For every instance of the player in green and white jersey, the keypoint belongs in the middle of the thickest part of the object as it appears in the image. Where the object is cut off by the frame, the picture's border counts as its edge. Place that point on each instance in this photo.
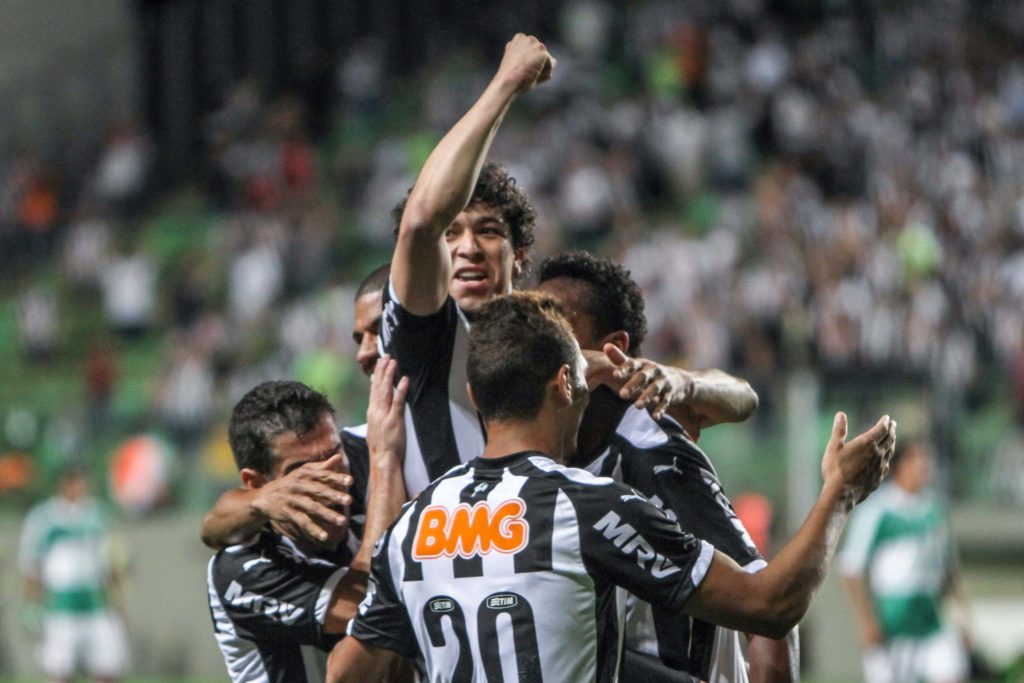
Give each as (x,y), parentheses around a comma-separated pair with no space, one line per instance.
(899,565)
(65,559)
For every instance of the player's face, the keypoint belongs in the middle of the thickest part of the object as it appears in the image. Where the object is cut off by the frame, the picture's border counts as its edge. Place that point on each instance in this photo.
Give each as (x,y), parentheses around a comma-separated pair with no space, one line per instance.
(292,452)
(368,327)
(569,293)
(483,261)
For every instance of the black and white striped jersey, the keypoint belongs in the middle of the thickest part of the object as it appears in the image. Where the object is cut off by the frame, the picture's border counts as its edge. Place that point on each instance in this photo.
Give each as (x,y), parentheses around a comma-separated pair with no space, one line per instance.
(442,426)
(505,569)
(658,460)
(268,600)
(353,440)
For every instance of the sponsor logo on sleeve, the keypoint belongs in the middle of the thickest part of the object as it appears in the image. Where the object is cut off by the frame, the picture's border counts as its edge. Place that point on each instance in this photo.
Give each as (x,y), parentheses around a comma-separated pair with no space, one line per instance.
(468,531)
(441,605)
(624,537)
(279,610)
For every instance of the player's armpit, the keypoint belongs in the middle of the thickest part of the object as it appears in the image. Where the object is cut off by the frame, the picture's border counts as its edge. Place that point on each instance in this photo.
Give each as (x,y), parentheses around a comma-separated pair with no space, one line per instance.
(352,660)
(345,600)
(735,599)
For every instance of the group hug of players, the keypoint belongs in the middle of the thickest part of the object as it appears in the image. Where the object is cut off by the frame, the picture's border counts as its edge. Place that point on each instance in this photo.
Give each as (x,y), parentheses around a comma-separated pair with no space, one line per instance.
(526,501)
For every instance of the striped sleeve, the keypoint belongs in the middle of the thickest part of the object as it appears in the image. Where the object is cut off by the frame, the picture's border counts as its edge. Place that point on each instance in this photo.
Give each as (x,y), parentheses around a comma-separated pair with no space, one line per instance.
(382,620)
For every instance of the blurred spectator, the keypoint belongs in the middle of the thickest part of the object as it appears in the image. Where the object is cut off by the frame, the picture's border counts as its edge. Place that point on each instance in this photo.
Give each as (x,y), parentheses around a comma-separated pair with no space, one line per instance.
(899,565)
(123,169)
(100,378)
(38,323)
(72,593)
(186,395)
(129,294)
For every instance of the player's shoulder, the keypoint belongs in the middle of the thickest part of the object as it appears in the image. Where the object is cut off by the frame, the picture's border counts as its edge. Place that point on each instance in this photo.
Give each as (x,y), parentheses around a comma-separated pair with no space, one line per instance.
════════════════
**TASK DESCRIPTION:** Within the records, how many lines include "striped"? The answer is the number and nothing else.

**REPLY TO THE TASK:** 2